→ Work instructions
A) Answer these questions from the real estate post:
(i) In a hot seller's market, about how many good houses at a fair price are there per 100?
(ii) In a buyer's market, how long do you usually have to find a top choice?
(iii) What does the real estate post call likely the #1 mistake people make?
B) What things does the last paragraph of the real estate post say you need to know? List them all.
C) Reproduce everything in the real estate post from "If you are thinking" down to "the right price.".

Real Estate – The #2 Question

The #2 Question in Real Estate is Why Can’t I Find a Good House at a Fair Price?

The #1 Question we covered was How Much is THIS Home Worth? For those who find a house they want to buy, or may want to buy, the question is how much is it worth or how much should I offer on it?

But there are a fair amount of people having trouble finding a house they may want to buy.

OR they find a house they may want to buy, but not at the price they want to pay.

For those people the main question is Why can’t I find a GOOD home at a FAIR price.

At any given time, in any market, if you are looking for a home to live in vs an investment property, you will be lucky to find THREE good choices no matter how many homes are on market.

Every SELLER needs to BE #1, #2 or #3 and every BUYER needs to FIND #1, #2 and #3.

It really is that simple. The only difference between a Buyer’s Market and a Seller’s Market in that regard is the amount of time you have to find those. In a Seller’s market you may only have hours before #1 hits the market and has offers. In a Buyer’s market you usually have up to a week, unless you are trying to beat out everyone else.

In a hot seller’s market, good houses at a fair price are usually about 1 in a 100. In a buyer’s or balanced market, good houses are more often 2 -5 per 100. The only thing this tells you is you have to kiss more than a few frogs to find “the one”. Luckily most people are able to do that using the internet to narrow down the choices.

If you are thinking you are going to narrow down to 20 good houses and choose from those, you are likely incorrect. The danger in that thinking is that you will continue to lose out on #1, #2 and #3 while you are sorting the 20.

Worth Mentioning Here: #1 may move up to #1 after 650 days on market via a massive price reduction. So we are not talking about grabbing “new on market” necessarily. Very few homes come out of the gate at the right price.

Knowing which ones do and which don’t is what separates the men from the boys, and is likely the hardest part of finding a home to buy.

Last but not least is knowing what you want, and what a “good” house is and is not, and what a “fair” price is and is not. Easier said than done, but not as hard as you might think either. Likely the #1 mistake people make is looking at County-wide stats. As you can see from the charts below, that will likely lead you to overpaying in South King County and missing the opportunities in North King County.

graph (29)

I haven’t been doing condo stats for a couple of years, but threw these in so you can see the variance between Homes and Condos.

→ Supplied data
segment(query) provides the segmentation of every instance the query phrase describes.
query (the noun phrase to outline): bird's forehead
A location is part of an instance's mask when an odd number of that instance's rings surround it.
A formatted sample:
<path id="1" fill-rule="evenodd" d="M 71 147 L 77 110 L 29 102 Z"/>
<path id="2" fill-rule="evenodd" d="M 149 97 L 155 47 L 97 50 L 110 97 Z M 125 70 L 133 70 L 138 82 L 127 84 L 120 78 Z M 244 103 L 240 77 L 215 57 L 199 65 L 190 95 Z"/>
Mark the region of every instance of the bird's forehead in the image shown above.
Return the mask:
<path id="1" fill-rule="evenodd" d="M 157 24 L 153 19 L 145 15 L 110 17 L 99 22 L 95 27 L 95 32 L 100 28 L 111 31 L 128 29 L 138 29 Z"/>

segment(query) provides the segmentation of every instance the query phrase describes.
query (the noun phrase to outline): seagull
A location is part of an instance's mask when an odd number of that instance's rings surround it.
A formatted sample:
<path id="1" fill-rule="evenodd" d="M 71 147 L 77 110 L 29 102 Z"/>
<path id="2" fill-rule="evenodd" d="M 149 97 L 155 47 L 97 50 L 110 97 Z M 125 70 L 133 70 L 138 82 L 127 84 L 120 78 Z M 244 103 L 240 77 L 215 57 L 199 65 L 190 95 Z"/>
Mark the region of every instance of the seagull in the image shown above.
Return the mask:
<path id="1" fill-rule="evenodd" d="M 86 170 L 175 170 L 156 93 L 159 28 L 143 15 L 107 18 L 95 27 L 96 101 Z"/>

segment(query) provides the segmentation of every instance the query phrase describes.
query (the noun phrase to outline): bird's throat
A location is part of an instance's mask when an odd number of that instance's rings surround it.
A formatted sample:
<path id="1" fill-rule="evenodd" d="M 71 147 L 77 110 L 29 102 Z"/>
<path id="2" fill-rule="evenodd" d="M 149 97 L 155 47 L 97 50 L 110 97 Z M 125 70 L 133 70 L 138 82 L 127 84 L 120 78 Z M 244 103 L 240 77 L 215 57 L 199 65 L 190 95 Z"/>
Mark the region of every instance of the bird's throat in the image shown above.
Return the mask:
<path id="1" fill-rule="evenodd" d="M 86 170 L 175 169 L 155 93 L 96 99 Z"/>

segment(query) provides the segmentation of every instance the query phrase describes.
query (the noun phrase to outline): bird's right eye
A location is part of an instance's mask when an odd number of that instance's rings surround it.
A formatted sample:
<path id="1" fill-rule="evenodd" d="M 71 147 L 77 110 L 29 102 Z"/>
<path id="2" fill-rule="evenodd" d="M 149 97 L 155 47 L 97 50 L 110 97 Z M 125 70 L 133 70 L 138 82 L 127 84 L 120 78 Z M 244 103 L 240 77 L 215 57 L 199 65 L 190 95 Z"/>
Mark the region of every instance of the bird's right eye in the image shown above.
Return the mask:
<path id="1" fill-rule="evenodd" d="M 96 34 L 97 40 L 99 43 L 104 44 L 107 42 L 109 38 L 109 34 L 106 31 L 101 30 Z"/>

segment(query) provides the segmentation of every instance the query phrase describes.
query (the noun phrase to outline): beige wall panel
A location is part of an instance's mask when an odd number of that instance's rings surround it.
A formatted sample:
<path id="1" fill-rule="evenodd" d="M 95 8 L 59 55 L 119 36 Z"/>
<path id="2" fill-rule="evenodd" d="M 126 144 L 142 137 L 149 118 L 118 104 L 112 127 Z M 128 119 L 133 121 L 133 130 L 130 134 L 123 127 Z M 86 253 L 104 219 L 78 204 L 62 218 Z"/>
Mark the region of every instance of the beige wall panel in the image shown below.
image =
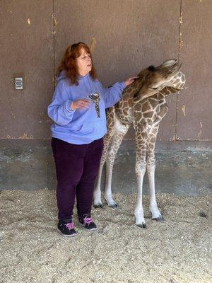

→ Replies
A)
(i) About 1 in 100.
(ii) Usually up to a week, unless you are trying to beat out everyone else.
(iii) Looking at County-wide stats.

B)
- What you want
- What a "good" house is and is not
- What a "fair" price is and is not

C)
If you are thinking you are going to narrow down to 20 good houses and choose from those, you are likely incorrect. The danger in that thinking is that you will continue to lose out on #1, #2 and #3 while you are sorting the 20.

Worth Mentioning Here: #1 may move up to #1 after 650 days on market via a massive price reduction. So we are not talking about grabbing “new on market” necessarily. Very few homes come out of the gate at the right price.